• **Dataset records**
---+---

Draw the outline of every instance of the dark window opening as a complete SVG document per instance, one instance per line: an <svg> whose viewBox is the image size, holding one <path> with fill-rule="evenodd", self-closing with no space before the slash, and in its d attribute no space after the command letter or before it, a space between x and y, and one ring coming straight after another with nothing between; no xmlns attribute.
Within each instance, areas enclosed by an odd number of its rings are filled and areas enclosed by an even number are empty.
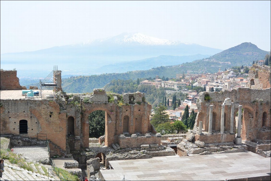
<svg viewBox="0 0 271 181"><path fill-rule="evenodd" d="M19 123L19 133L20 134L27 134L27 121L24 120L20 120Z"/></svg>

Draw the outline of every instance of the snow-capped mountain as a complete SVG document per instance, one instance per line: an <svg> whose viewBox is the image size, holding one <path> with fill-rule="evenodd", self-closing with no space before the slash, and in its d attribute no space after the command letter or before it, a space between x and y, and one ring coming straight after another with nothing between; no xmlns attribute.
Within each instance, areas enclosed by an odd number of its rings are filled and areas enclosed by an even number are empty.
<svg viewBox="0 0 271 181"><path fill-rule="evenodd" d="M172 45L180 44L192 45L192 43L173 41L149 36L141 33L123 33L107 38L90 40L80 44L82 45L113 43L119 45ZM196 45L196 44L194 44Z"/></svg>
<svg viewBox="0 0 271 181"><path fill-rule="evenodd" d="M4 54L0 58L1 65L22 64L22 66L33 62L35 62L35 65L46 62L48 66L62 64L69 67L77 66L91 71L92 69L107 65L161 55L213 55L222 51L197 44L159 39L140 33L123 33L104 39L37 51ZM152 62L150 63L153 67L157 65ZM27 67L32 66L28 65ZM43 63L40 67L44 67L44 66Z"/></svg>

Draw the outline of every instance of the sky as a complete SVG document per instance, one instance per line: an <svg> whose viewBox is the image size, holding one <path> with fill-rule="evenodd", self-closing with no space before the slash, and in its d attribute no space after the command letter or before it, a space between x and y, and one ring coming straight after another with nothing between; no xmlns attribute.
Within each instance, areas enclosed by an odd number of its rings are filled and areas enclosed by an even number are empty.
<svg viewBox="0 0 271 181"><path fill-rule="evenodd" d="M0 53L124 32L223 50L251 42L269 51L270 2L1 1Z"/></svg>

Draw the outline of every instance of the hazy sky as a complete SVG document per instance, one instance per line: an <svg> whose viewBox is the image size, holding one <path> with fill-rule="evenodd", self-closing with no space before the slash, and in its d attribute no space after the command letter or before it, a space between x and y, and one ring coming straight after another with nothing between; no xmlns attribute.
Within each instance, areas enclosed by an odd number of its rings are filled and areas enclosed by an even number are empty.
<svg viewBox="0 0 271 181"><path fill-rule="evenodd" d="M270 51L270 1L1 1L0 53L137 32L225 49Z"/></svg>

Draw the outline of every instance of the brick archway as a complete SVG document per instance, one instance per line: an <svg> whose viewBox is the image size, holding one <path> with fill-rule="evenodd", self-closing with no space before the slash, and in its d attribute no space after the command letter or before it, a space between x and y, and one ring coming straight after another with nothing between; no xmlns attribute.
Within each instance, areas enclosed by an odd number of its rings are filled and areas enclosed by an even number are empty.
<svg viewBox="0 0 271 181"><path fill-rule="evenodd" d="M101 105L95 107L86 107L86 110L84 112L82 118L83 120L82 129L83 139L84 140L83 147L84 148L88 147L88 138L89 133L89 124L88 123L88 116L92 112L101 110L104 111L105 113L105 145L109 146L114 142L114 135L115 135L115 121L114 113L109 111L107 107L105 107L101 106ZM108 107L108 105L105 105L105 106ZM89 109L88 108L90 108ZM114 108L114 109L115 110ZM112 130L114 130L114 131Z"/></svg>
<svg viewBox="0 0 271 181"><path fill-rule="evenodd" d="M39 133L47 134L47 127L45 125L45 121L41 114L35 108L29 109L29 111L33 114L38 119L40 124L41 128L41 131Z"/></svg>

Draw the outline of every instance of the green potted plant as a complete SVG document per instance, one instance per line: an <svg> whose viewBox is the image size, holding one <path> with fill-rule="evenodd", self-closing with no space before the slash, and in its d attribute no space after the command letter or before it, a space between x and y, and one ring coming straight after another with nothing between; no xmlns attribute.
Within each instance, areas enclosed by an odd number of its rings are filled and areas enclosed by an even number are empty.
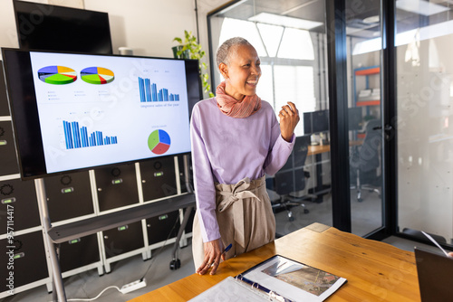
<svg viewBox="0 0 453 302"><path fill-rule="evenodd" d="M201 44L197 42L197 38L192 34L192 32L188 31L184 31L184 41L178 37L173 39L173 42L175 41L178 42L179 45L171 48L173 50L173 56L177 59L198 60L203 93L207 93L209 98L214 97L214 94L211 92L211 85L207 81L209 79L209 75L206 72L207 66L201 61L201 58L206 54L201 49Z"/></svg>

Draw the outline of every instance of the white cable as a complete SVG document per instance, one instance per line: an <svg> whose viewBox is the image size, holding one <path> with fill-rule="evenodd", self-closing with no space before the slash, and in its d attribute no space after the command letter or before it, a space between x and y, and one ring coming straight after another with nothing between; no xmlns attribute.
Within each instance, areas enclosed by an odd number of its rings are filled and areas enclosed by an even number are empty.
<svg viewBox="0 0 453 302"><path fill-rule="evenodd" d="M95 299L97 299L98 297L101 297L101 295L102 295L102 294L103 294L103 293L104 293L107 289L109 289L109 288L116 288L116 289L118 289L118 291L120 291L120 288L118 288L118 287L115 287L115 286L113 286L113 287L108 287L108 288L104 288L104 289L103 289L103 290L102 290L102 291L101 291L101 292L98 296L96 296L96 297L93 297L93 298L91 298L91 299L82 299L82 298L81 298L81 299L79 299L79 298L75 298L75 299L69 299L69 300L67 300L67 301L92 301L92 300L95 300Z"/></svg>

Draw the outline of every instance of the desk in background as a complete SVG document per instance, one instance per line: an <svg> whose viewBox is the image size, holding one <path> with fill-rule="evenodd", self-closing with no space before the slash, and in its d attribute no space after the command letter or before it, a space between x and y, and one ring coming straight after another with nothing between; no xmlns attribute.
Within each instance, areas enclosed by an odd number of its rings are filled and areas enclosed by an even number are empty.
<svg viewBox="0 0 453 302"><path fill-rule="evenodd" d="M222 262L214 276L193 274L130 302L187 301L276 254L347 278L329 302L420 300L413 252L313 223Z"/></svg>
<svg viewBox="0 0 453 302"><path fill-rule="evenodd" d="M363 143L361 140L350 140L349 141L349 146L361 146ZM326 184L323 184L323 166L322 166L322 155L323 153L327 153L331 152L331 146L330 145L310 145L308 146L308 154L307 156L314 156L314 160L316 163L316 186L312 190L313 192L310 192L310 193L313 193L318 196L316 199L316 203L322 203L323 202L323 195L328 193L331 191L331 186Z"/></svg>

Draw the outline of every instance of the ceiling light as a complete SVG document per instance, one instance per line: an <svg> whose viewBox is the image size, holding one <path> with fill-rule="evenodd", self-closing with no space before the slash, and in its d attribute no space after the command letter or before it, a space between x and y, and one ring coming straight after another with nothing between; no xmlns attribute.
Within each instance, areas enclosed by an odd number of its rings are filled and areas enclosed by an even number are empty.
<svg viewBox="0 0 453 302"><path fill-rule="evenodd" d="M253 17L248 18L248 20L266 24L304 29L304 30L311 30L312 28L323 25L323 23L321 22L309 21L304 19L288 17L285 15L268 14L268 13L260 13L256 15L254 15Z"/></svg>
<svg viewBox="0 0 453 302"><path fill-rule="evenodd" d="M377 24L379 22L379 14L376 14L376 15L371 15L368 18L365 18L362 20L362 22L364 24Z"/></svg>
<svg viewBox="0 0 453 302"><path fill-rule="evenodd" d="M449 10L448 7L422 0L399 0L396 6L398 9L423 15L436 14Z"/></svg>

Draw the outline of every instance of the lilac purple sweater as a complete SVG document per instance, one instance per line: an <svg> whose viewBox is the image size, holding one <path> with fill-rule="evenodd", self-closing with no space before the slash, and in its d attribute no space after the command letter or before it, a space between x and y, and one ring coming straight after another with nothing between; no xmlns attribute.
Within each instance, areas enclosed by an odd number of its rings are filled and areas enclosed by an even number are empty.
<svg viewBox="0 0 453 302"><path fill-rule="evenodd" d="M216 98L197 103L190 120L192 165L203 242L220 238L216 219L215 182L236 184L245 177L275 175L294 145L280 134L274 109L262 100L259 111L246 118L220 112Z"/></svg>

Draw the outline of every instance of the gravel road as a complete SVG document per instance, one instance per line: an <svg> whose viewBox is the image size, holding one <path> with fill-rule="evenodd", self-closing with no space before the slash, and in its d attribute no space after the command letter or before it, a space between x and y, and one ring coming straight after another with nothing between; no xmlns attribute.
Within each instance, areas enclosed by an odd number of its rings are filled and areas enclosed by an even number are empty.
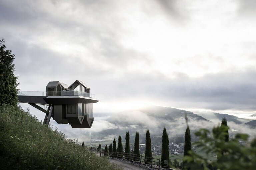
<svg viewBox="0 0 256 170"><path fill-rule="evenodd" d="M132 164L126 163L124 161L120 161L118 159L110 159L109 160L111 162L123 167L124 170L148 170L148 169L139 167Z"/></svg>

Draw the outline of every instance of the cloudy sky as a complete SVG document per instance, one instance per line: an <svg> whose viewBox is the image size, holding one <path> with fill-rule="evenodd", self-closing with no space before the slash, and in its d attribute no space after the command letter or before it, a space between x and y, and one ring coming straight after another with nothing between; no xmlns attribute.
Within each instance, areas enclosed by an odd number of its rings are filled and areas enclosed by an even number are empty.
<svg viewBox="0 0 256 170"><path fill-rule="evenodd" d="M0 0L22 90L82 80L95 112L256 110L255 1Z"/></svg>

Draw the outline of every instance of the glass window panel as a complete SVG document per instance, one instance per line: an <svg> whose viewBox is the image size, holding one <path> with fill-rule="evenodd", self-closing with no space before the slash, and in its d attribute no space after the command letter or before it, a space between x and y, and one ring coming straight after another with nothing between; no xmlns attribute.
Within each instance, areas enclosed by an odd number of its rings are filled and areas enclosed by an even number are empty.
<svg viewBox="0 0 256 170"><path fill-rule="evenodd" d="M82 103L78 103L78 116L84 116L84 114L83 114L83 104Z"/></svg>

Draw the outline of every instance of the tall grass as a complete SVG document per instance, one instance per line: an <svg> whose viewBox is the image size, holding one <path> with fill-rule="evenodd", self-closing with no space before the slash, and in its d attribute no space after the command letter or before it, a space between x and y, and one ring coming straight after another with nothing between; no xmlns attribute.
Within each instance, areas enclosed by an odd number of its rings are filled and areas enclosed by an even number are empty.
<svg viewBox="0 0 256 170"><path fill-rule="evenodd" d="M0 106L1 169L113 170L119 168L42 125L28 111Z"/></svg>

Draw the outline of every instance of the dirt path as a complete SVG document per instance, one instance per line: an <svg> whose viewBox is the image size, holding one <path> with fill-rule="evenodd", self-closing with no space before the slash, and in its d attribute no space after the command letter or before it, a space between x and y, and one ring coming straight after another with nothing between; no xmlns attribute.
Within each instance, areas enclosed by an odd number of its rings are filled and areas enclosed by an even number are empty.
<svg viewBox="0 0 256 170"><path fill-rule="evenodd" d="M126 163L122 161L119 161L117 159L110 159L109 161L113 163L115 163L118 165L120 165L123 167L124 170L145 170L148 169L139 167L136 165Z"/></svg>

---+---

• **Problem description**
Collect every line in the records above that contains the word "cable" and copy each of those lines in full.

• **Exercise result**
Draw the outline of every instance of the white cable as a complete SVG document per instance, one instance per line: an <svg> whose viewBox is the image size, holding one <path> with fill-rule="evenodd", self-closing with no space before the slash, and in its d attribute no space after the command letter or before it, a space between x and y, and one ring coming straight after another with nothing between; no xmlns attribute.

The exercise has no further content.